PASSAGE FOR REVIEW Start Marker

Time to re-cap on our stay in the Kiribati. For us it was a nightmare
Betio Tarawa the big smoke, the capital of the Kiribati. The dirty streets were lined with dead kittens, puppies a variety of other road kill and rubbish slowly fermenting in the midday heat. When it rained, the streets became a mixture of mud, sewrage and who knows what else. The beach was a place you only went to if you had gastro and wanted to join the locals in expelling your bowls. To say the least the place was filthy
Over crowding was at its finest. Little shanty shacks made of rusted away tin were crammed onto land like sardines in a can. The land slowly sinking away from them. Kids with snotty noses skipped along down the street next to you, begging you for $1. I couldn’t help myself but hold there hands, sucked in by their smiles. I would walk with the kids each day to the George Hotel. Here you can find internet that was around $3-6 for 2-8hrs. It’s slow and drops out but it does the trick.
When we arrived we anchored off the town of Betio. For us the anchorage was never nice. Waves crashed through our hatches at anchor ! Clearing in to Tarawa was reasonably straight forward. The officials came out to the boat after calling them on VHF. Customs was sorted out with in minutes. They didn’t go through any of the boats except one. If you plan on going to the outer Islands make sure you have your letter ready with your desired destinations on it to give to customs on arrival. This will make things alot quicker and you will have your outer Island permit with in a few days.

PASSAGE FOR REVIEW End Marker
ENTRIES PROVIDED Start Marker

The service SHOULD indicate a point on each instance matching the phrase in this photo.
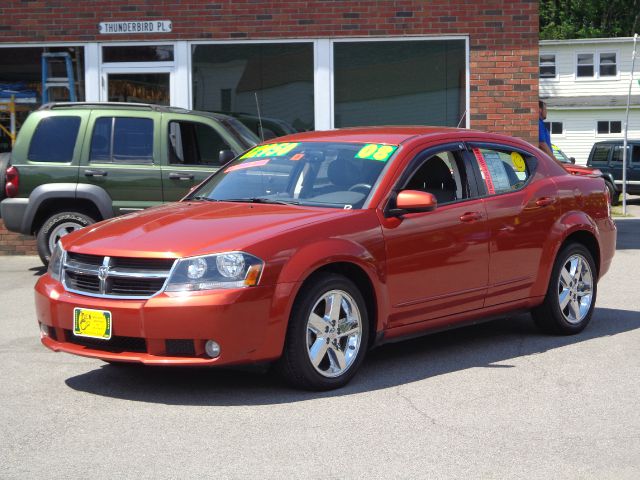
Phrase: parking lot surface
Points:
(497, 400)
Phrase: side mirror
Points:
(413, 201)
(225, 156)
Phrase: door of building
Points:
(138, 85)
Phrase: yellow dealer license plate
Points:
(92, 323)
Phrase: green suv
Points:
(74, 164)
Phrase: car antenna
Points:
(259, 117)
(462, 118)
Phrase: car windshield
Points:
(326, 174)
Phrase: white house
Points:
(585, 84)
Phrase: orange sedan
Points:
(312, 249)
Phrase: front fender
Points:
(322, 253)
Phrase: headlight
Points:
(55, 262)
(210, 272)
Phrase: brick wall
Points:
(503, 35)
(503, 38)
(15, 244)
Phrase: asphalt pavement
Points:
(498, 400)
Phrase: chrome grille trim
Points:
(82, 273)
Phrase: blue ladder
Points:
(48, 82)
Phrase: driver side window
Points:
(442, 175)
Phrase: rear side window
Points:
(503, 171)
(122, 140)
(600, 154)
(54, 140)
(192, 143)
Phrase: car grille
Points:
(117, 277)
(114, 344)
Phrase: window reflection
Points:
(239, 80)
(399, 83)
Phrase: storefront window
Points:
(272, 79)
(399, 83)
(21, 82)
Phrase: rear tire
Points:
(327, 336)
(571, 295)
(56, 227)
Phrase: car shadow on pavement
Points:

ENTRIES PROVIDED End Marker
ENTRIES PROVIDED Start Marker

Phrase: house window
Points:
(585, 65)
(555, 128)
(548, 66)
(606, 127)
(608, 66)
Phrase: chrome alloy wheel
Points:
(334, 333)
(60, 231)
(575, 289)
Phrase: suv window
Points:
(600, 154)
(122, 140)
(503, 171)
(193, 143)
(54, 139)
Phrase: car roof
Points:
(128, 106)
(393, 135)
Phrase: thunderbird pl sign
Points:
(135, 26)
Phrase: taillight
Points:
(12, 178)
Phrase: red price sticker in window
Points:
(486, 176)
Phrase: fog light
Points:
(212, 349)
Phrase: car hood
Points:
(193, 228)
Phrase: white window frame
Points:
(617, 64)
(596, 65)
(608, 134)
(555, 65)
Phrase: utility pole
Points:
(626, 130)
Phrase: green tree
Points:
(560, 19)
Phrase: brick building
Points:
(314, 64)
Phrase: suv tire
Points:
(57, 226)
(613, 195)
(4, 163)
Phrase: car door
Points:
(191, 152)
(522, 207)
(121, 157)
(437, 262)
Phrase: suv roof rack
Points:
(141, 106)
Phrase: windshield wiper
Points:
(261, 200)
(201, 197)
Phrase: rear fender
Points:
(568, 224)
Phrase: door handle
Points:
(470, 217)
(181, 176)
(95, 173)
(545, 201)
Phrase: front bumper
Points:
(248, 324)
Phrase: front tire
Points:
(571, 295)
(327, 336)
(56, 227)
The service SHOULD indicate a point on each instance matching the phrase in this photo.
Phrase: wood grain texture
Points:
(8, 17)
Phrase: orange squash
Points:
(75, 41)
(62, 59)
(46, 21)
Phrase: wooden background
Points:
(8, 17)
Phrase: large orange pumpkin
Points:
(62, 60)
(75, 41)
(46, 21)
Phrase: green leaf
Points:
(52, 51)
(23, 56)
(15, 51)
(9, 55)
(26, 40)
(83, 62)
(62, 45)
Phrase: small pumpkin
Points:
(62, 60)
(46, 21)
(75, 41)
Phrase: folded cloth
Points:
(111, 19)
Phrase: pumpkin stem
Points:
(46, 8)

ENTRIES PROVIDED End Marker
ENTRIES PROVIDED Start Marker

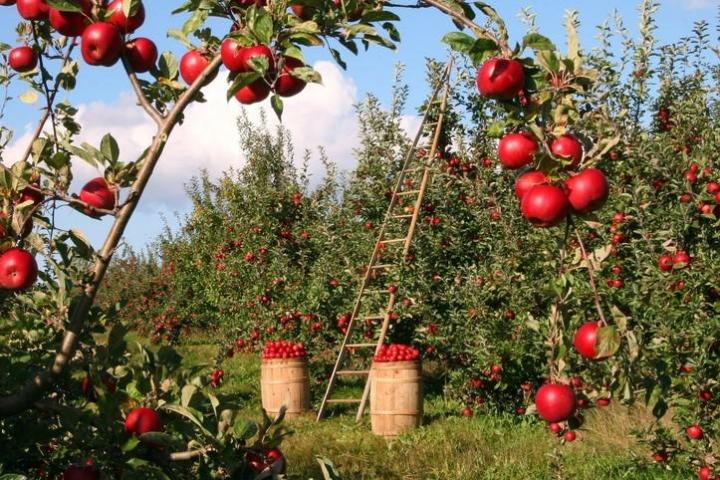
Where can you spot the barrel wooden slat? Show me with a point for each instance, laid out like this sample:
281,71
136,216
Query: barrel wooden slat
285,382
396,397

ENTRIES PROVIDED End Marker

WORK ITEM = Carry on the account of the stay in Kiribati, starting right after its last sentence about the outer Island permit.

TASK RESPONSE =
Immigration on the other hand decided not to show up. This involved a very crammed bus or truck ride down to the immigration office in Bairiki. When we arrived the place was packed. Once all formalities where done, we were free to wander around. There was a christmas fair on during december if cheap plastic toys, sarongs and secon hand clothes are something that interest you.
On departure a $50 feed is charged and there is alot more fiddle farting about. Going and seeing the port captain, paying your fee, then visiting customs and Immigration. The customs office is just off the port opposite the coconut oil factory. Coconut oil is $3 for 2L. With head lice running rampant, you might want to purchase some. Drown hair in coconut oil and cover for 24hrs, brush with lice comb, repeat as necessary. We got headlice alot with the girls unable to resist cuddling and head smooching the other kids.
You will dock your dinghy in the little harbour, off the city dump. We did see one of the boats with shallow draft take his yacht in there and tie off. Rat guards are a must, unless you enjoy the hairy little vermons and need some company.
We spent a little too much time in Tarawa with sick little girls and a broken engine. This is one place you dont want to get sick ! If you do, you probably want to get air lifted the hell out of their. The hospital didn’t have the facilities to give Beany a drip. Thats how bad it is.
The outer Islands of the kiribati are completly different however. Blue clear water, palm tree lined beaches, white clean sand and very friendly people.
Their customs is to share a “wee moto” drinking coconut, when a guest arrives. We drank alot of coconuts and I am talking like 6 or 7 each time we went ashore. Most houses had a squat toilet similar to the ones you see in asia. Handy info once you have drunk 6 coconuts. They will clean it up before you use it.
Its paradise sitting under a palm tree drinking coconuts and watching all the kids play so happily. Helping the men go net fishing off the shore, while the pigs squeall with excitement eating the left over coconut.
A police man came out in his dinghy and checked our outer island permit. He was very friendly, took our paperwork, wrote all our details in a book and went on his way.
The outer Islands were beautiful, if only you didn’t have to go through Tarawa to get to them. I guess the dirtiness of betio was worth it to see such beautiful atolls.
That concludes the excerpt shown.